▶ _Requirement_
The data should be written out in full, exactly as it stands, and the pictures dropped.

(Beginning of Entries shown)

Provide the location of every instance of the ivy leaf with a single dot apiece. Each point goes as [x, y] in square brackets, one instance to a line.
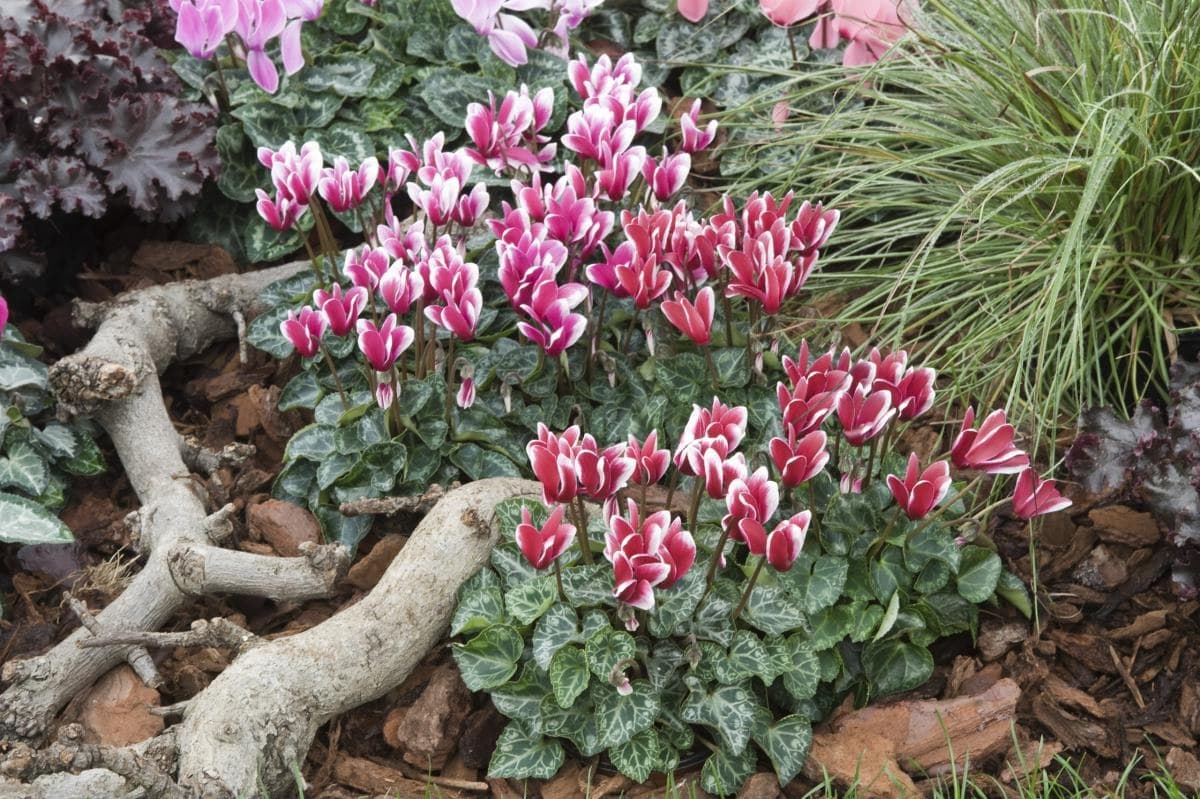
[606, 649]
[894, 665]
[569, 674]
[27, 522]
[729, 709]
[978, 574]
[478, 610]
[772, 610]
[619, 718]
[803, 673]
[490, 659]
[724, 773]
[637, 757]
[521, 754]
[528, 600]
[786, 743]
[521, 698]
[24, 468]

(End of Entries shown)

▶ _Result for this task_
Provide the location of every instance of the ivy leaf with a single dot apiece. Each point goes as [x, y] in square brackets, one instance to a line.
[606, 649]
[894, 665]
[569, 674]
[27, 522]
[729, 709]
[978, 574]
[478, 610]
[772, 610]
[619, 718]
[803, 673]
[490, 659]
[724, 773]
[637, 757]
[521, 754]
[528, 600]
[786, 743]
[521, 698]
[24, 468]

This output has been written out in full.